++++ Given data
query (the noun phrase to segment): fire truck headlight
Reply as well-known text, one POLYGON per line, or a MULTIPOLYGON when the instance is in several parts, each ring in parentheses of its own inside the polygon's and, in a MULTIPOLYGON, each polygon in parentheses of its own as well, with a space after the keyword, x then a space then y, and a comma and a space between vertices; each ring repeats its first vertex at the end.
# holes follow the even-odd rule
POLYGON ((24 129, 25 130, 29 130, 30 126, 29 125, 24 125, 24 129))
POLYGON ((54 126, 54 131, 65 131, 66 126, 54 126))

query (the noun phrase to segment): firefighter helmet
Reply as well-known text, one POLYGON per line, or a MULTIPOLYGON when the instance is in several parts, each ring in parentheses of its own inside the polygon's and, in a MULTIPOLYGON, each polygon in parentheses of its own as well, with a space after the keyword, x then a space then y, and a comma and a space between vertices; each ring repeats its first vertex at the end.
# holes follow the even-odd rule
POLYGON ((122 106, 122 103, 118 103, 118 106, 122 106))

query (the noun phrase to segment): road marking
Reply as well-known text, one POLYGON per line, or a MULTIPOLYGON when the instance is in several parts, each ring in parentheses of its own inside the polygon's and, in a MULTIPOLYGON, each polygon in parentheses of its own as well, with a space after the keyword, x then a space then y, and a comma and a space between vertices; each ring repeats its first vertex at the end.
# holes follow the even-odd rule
++++++++
++++ Given data
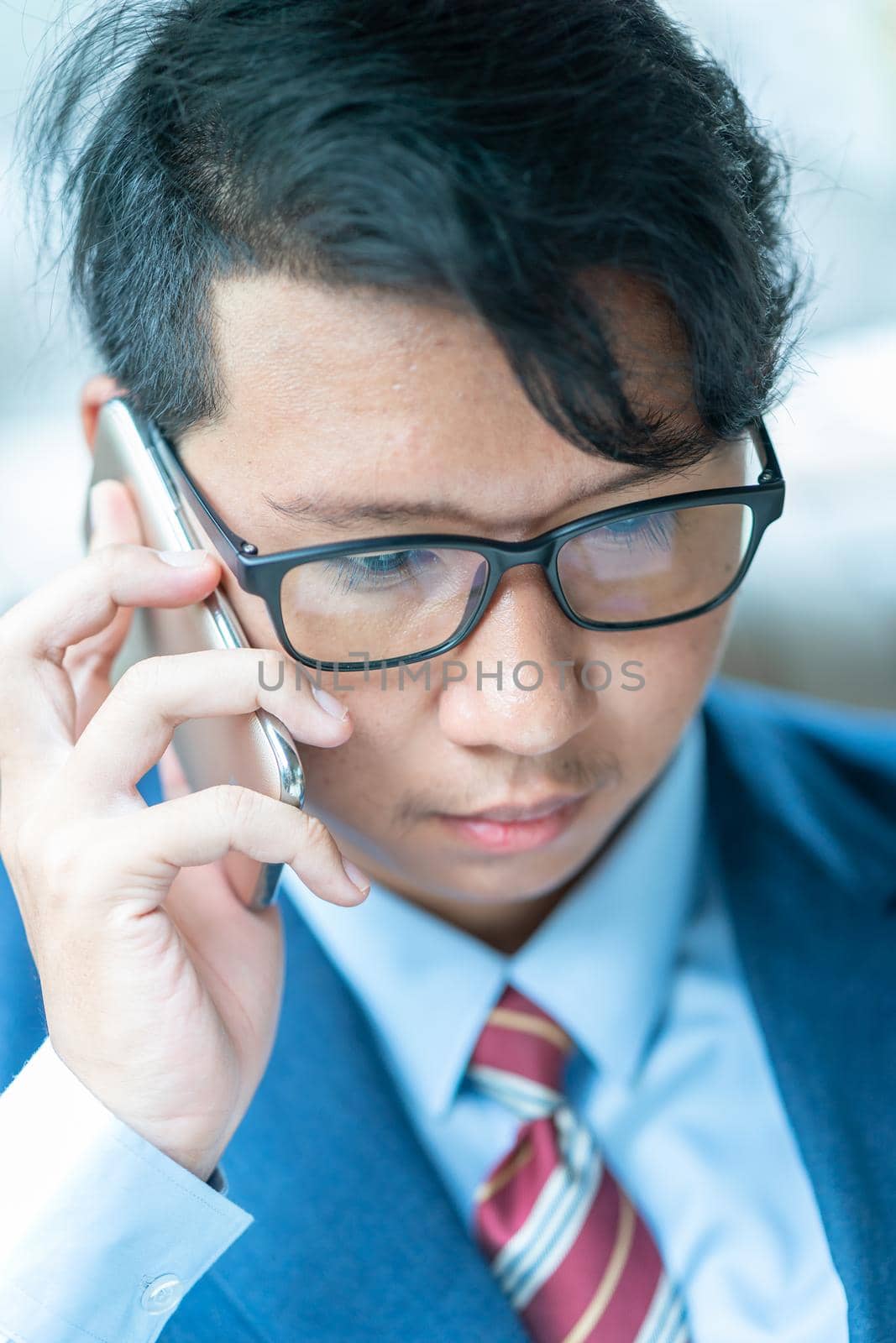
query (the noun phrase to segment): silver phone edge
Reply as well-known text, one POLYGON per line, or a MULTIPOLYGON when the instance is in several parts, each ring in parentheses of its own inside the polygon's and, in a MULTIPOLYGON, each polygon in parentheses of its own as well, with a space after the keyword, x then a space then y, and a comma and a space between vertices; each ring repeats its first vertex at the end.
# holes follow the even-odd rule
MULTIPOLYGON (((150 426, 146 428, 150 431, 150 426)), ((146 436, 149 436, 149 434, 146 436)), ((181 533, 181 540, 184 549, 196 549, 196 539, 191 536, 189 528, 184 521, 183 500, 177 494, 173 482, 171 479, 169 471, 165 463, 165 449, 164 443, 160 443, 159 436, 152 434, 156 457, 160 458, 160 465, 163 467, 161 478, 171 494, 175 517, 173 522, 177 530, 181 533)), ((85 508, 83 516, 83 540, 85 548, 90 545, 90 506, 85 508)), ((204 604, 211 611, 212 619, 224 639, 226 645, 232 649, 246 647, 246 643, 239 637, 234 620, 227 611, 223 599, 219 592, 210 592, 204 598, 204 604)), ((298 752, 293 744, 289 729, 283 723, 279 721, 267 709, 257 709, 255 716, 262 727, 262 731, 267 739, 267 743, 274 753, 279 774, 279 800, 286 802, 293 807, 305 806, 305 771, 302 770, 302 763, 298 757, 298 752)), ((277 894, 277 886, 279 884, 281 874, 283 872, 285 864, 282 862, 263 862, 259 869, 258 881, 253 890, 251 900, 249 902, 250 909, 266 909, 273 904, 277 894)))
++++++++
▶ **Directive**:
Print the part of the records that opens with the line containing "query (the noun phrase to segment): firefighter" and closes with the line containing "POLYGON ((122 106, 122", reproducing those lines exactly with both ends included.

▶ **Full output**:
query (the noun phrase to segment): firefighter helmet
Reply as well-known text, one POLYGON per line, or a MULTIPOLYGON when the instance is in several parts, each ring in parentheses of its own inside the polygon's and, in a MULTIPOLYGON, each polygon in parentheses of its own as well, with a space after the keyword, x then a space then y, and a comma and a space between vertices; each ring repeats its first vertex at the end.
# holes follow the even-odd rule
POLYGON ((122 106, 122 103, 118 103, 118 106, 122 106))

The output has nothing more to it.